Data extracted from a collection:
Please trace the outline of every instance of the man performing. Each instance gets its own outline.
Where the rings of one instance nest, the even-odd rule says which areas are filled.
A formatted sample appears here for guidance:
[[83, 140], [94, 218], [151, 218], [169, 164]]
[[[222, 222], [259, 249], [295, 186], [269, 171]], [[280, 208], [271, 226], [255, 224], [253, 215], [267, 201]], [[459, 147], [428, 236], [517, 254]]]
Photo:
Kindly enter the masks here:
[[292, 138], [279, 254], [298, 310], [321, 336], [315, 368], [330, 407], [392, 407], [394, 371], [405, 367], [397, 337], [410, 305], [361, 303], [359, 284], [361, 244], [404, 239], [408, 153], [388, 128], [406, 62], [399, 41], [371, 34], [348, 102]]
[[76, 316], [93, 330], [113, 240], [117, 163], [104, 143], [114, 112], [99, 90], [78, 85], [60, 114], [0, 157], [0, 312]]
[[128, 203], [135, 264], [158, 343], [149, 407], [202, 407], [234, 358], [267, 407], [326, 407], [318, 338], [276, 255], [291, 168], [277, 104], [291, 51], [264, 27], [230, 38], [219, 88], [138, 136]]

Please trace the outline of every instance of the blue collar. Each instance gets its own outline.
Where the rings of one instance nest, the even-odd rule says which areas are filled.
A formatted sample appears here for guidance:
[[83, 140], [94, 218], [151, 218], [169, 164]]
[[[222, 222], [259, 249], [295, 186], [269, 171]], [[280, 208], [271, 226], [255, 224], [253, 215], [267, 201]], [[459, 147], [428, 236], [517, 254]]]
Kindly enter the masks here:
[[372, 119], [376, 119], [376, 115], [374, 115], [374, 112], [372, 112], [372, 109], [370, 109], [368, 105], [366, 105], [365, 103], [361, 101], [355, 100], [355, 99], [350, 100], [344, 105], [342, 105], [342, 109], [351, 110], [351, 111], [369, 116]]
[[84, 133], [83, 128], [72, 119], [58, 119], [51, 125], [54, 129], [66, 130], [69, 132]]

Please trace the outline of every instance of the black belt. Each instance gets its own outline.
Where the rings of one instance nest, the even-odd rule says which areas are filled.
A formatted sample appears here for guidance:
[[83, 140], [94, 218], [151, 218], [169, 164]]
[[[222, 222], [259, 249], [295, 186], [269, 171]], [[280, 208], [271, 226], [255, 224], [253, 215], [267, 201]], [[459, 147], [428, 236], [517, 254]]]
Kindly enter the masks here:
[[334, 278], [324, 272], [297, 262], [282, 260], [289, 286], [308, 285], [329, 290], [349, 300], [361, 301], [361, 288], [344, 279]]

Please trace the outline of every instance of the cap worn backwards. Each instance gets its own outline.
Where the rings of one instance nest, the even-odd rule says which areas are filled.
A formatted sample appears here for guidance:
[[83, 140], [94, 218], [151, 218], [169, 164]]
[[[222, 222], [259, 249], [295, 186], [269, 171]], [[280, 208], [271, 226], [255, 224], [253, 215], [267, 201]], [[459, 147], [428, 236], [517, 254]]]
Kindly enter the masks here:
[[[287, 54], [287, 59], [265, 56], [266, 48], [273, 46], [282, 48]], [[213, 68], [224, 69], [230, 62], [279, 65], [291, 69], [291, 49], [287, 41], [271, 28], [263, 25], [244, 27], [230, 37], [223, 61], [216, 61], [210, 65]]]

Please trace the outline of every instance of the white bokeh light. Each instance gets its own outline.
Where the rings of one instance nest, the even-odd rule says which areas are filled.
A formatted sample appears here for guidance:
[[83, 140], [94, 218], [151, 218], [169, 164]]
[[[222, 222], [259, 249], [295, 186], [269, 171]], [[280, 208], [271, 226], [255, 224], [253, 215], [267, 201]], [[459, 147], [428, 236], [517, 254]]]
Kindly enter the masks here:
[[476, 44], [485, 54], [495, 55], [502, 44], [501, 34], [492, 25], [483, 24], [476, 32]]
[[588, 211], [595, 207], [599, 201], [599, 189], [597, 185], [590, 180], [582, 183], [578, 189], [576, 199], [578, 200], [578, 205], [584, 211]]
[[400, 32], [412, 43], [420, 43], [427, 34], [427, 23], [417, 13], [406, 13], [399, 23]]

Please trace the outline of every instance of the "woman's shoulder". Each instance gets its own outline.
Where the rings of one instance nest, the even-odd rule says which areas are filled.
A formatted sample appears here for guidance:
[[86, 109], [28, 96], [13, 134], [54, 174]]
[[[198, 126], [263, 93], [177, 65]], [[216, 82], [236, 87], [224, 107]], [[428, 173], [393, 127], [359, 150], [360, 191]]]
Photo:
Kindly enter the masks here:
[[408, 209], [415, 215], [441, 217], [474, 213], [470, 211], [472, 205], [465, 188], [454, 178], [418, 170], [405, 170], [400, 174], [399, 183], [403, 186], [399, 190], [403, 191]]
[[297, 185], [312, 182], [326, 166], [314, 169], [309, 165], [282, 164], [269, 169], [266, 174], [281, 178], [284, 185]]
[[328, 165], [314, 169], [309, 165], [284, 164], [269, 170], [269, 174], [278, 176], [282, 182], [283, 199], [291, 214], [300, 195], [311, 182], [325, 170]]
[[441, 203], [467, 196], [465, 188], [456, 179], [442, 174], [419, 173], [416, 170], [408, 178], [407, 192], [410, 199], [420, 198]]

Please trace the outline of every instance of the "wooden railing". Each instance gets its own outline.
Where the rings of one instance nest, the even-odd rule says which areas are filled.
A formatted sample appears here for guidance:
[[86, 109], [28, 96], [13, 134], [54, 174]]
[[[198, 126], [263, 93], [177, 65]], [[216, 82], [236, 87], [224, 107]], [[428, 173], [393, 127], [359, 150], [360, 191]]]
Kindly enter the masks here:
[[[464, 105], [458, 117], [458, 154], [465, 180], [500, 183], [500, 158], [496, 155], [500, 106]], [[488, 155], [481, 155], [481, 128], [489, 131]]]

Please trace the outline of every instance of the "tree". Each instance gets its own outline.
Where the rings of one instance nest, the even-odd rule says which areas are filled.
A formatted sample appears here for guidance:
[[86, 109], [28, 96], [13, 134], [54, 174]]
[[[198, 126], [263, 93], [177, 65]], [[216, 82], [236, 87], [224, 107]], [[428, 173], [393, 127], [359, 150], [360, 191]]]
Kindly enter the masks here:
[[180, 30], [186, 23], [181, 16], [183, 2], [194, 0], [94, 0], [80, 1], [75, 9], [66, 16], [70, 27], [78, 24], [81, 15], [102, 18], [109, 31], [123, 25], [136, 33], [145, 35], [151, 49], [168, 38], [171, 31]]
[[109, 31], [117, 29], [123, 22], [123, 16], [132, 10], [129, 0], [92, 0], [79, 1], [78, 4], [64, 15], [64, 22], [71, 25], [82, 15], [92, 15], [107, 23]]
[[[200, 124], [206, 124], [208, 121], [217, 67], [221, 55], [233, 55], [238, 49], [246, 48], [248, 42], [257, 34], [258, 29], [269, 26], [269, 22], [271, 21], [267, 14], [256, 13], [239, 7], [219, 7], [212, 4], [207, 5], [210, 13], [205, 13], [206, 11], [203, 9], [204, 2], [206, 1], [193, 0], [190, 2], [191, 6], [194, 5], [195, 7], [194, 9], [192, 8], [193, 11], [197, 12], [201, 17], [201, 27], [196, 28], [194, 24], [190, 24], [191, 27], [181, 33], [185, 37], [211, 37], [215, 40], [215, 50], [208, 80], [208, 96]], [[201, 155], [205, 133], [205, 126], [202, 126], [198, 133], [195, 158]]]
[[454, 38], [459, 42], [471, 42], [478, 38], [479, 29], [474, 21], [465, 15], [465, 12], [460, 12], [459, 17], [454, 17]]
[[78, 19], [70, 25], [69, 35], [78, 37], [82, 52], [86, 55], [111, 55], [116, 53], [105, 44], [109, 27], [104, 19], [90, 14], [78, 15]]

## TASK DIRECTIONS:
Each line above is to be restated exactly.

## EXERCISE OUTPUT:
Please trace the outline of every instance of the man performing. Each instance gets its own outline.
Where the rings of one instance nest, the even-odd rule says which areas are filled.
A formatted sample appears here for guidance:
[[83, 140], [94, 218], [151, 218], [169, 164]]
[[[222, 222], [259, 249], [295, 186], [269, 171]], [[280, 208], [271, 226], [255, 224], [253, 215], [267, 201]], [[459, 147], [428, 236], [517, 254]]]
Photo:
Kindly enter the masks here:
[[292, 138], [279, 254], [298, 310], [321, 336], [315, 368], [330, 407], [392, 407], [394, 371], [405, 367], [397, 337], [410, 305], [361, 303], [359, 284], [361, 244], [404, 239], [408, 153], [388, 128], [406, 62], [399, 41], [371, 34], [348, 102]]
[[76, 316], [93, 330], [113, 240], [117, 163], [104, 143], [114, 112], [99, 90], [78, 85], [60, 114], [0, 157], [0, 312]]
[[128, 203], [135, 264], [158, 343], [149, 407], [202, 407], [234, 358], [267, 407], [326, 407], [318, 338], [276, 255], [291, 168], [277, 104], [291, 51], [264, 27], [230, 38], [219, 88], [138, 136]]

Please trace the outline of every instance of the blue collar. Each instance gets its own outline.
Where the rings of one instance nest, the even-odd rule says which areas are filled.
A formatted sample appears here for guidance:
[[83, 140], [94, 218], [151, 218], [169, 164]]
[[[222, 222], [259, 249], [295, 186], [269, 171]], [[280, 208], [271, 226], [255, 224], [253, 215], [267, 201]], [[459, 147], [428, 236], [517, 254]]]
Kindly enter the masks here:
[[372, 119], [376, 119], [376, 115], [374, 115], [374, 112], [372, 112], [372, 109], [370, 109], [368, 105], [366, 105], [365, 103], [361, 101], [355, 100], [355, 99], [350, 100], [344, 105], [342, 105], [342, 109], [351, 110], [351, 111], [369, 116]]
[[84, 133], [83, 128], [72, 119], [58, 119], [51, 125], [54, 129], [66, 130], [69, 132]]

Please trace the outline of every instance of the black belt. Each instance gets its own outline.
Where the rings of one instance nest, the even-odd rule says which areas are filled.
A formatted sample appears here for guidance:
[[83, 140], [94, 218], [151, 218], [169, 164]]
[[[222, 222], [259, 249], [295, 186], [269, 171]], [[280, 208], [271, 226], [255, 224], [253, 215], [267, 201]], [[459, 147], [428, 236], [517, 254]]]
Kindly enter the masks here:
[[334, 278], [324, 272], [297, 262], [282, 260], [289, 286], [308, 285], [329, 290], [349, 300], [361, 301], [361, 288], [344, 279]]

Please trace the outline of every instance of the cap worn backwards. Each instance gets its own outline.
Where the rings of one instance nest, the even-odd rule says which areas are filled.
A formatted sample appears here for guidance:
[[83, 140], [94, 218], [151, 218], [169, 164]]
[[[222, 222], [259, 249], [295, 186], [269, 171]], [[280, 208], [271, 226], [255, 224], [253, 215], [267, 201]], [[459, 147], [428, 236], [517, 254]]]
Kindly enter the masks here:
[[[287, 54], [287, 59], [265, 56], [266, 48], [273, 46], [282, 48]], [[213, 68], [224, 69], [230, 62], [279, 65], [291, 69], [291, 49], [287, 41], [271, 28], [263, 25], [244, 27], [230, 37], [223, 61], [216, 61], [210, 65]]]

Please trace the outline of every instance of the white bokeh light. Each instance gets its own outline.
Where the rings of one instance nest, the even-odd rule says which areas are filled.
A formatted sample appears here for guidance:
[[83, 140], [94, 218], [151, 218], [169, 164]]
[[[222, 222], [259, 249], [295, 186], [269, 171]], [[280, 208], [271, 226], [255, 224], [253, 215], [267, 201]], [[459, 147], [428, 236], [517, 254]]]
Kindly enter the masks here:
[[476, 44], [485, 54], [495, 55], [502, 44], [501, 34], [492, 25], [483, 24], [476, 32]]
[[588, 211], [595, 207], [599, 201], [599, 189], [597, 185], [590, 180], [582, 183], [578, 189], [576, 199], [578, 200], [578, 205], [584, 211]]
[[400, 32], [412, 43], [420, 43], [427, 34], [427, 23], [417, 13], [406, 13], [399, 23]]

Please trace the outline of every instance of the "woman's shoulder". Each instance gets its own outline.
Where the rings of one instance nest, the even-odd rule says which areas are filled.
A formatted sample appears here for guidance:
[[86, 109], [28, 96], [13, 134], [54, 174]]
[[[198, 126], [263, 93], [177, 65]], [[216, 82], [236, 87], [224, 107]], [[428, 173], [393, 127], [359, 150], [360, 191]]]
Photo:
Kindly enter the masks here:
[[408, 209], [415, 215], [441, 217], [474, 213], [470, 211], [472, 205], [465, 188], [454, 178], [418, 170], [405, 170], [400, 174], [399, 183], [403, 186], [399, 190], [403, 191]]
[[297, 185], [312, 182], [326, 166], [314, 169], [309, 165], [282, 164], [269, 169], [266, 174], [281, 178], [284, 185]]
[[328, 165], [314, 169], [309, 165], [284, 164], [269, 170], [269, 174], [278, 176], [282, 182], [283, 199], [291, 214], [300, 195], [311, 182], [325, 170]]
[[441, 203], [467, 196], [465, 188], [456, 179], [442, 174], [419, 173], [416, 170], [408, 178], [407, 192], [410, 199], [420, 198]]

Please trace the outline of every instance of the "wooden railing". Each instance gets its own outline.
Where the rings of one instance nest, the even-odd rule says which areas are filled.
A formatted sample appears here for guidance:
[[86, 109], [28, 96], [13, 134], [54, 174]]
[[[198, 126], [263, 93], [177, 65]], [[216, 82], [236, 87], [224, 107]], [[428, 173], [393, 127], [359, 150], [360, 191]]]
Kindly enter the masks here:
[[[464, 105], [458, 117], [458, 154], [465, 180], [500, 183], [500, 158], [496, 155], [500, 106]], [[488, 155], [481, 155], [481, 128], [489, 131]]]

Please trace the outline of every instance of the "tree". Each instance gets its own outline.
Where the rings of one instance nest, the even-odd rule says which areas are filled.
A formatted sample appears here for guidance:
[[86, 109], [28, 96], [13, 134], [54, 174]]
[[[198, 126], [263, 93], [177, 65]], [[216, 82], [236, 87], [224, 107]], [[428, 173], [393, 127], [359, 150], [360, 191]]]
Kindly enter the masks here:
[[180, 30], [186, 23], [181, 16], [183, 2], [194, 0], [94, 0], [80, 1], [75, 9], [66, 16], [70, 27], [78, 24], [81, 15], [102, 18], [109, 31], [123, 25], [136, 33], [145, 35], [151, 49], [168, 38], [171, 31]]
[[109, 31], [117, 29], [123, 22], [123, 16], [132, 10], [129, 0], [92, 0], [79, 1], [78, 4], [64, 15], [64, 22], [71, 25], [82, 15], [92, 15], [107, 23]]
[[[200, 124], [206, 124], [208, 121], [217, 67], [221, 55], [233, 55], [238, 49], [246, 48], [248, 42], [257, 34], [258, 29], [269, 26], [269, 22], [271, 21], [267, 14], [256, 13], [239, 7], [219, 7], [212, 4], [207, 5], [210, 13], [205, 13], [206, 11], [203, 9], [204, 2], [206, 1], [193, 0], [190, 2], [191, 6], [194, 5], [195, 7], [194, 9], [192, 8], [193, 11], [197, 12], [201, 17], [201, 27], [196, 28], [194, 24], [190, 24], [191, 27], [181, 33], [185, 37], [211, 37], [215, 40], [215, 50], [208, 80], [208, 96]], [[201, 155], [205, 133], [205, 126], [202, 126], [198, 133], [195, 158]]]
[[454, 38], [459, 42], [471, 42], [478, 38], [479, 29], [474, 21], [465, 15], [465, 12], [460, 12], [459, 17], [454, 17]]
[[78, 19], [70, 25], [69, 35], [78, 37], [82, 52], [86, 55], [111, 55], [116, 53], [105, 44], [109, 27], [104, 19], [90, 14], [78, 15]]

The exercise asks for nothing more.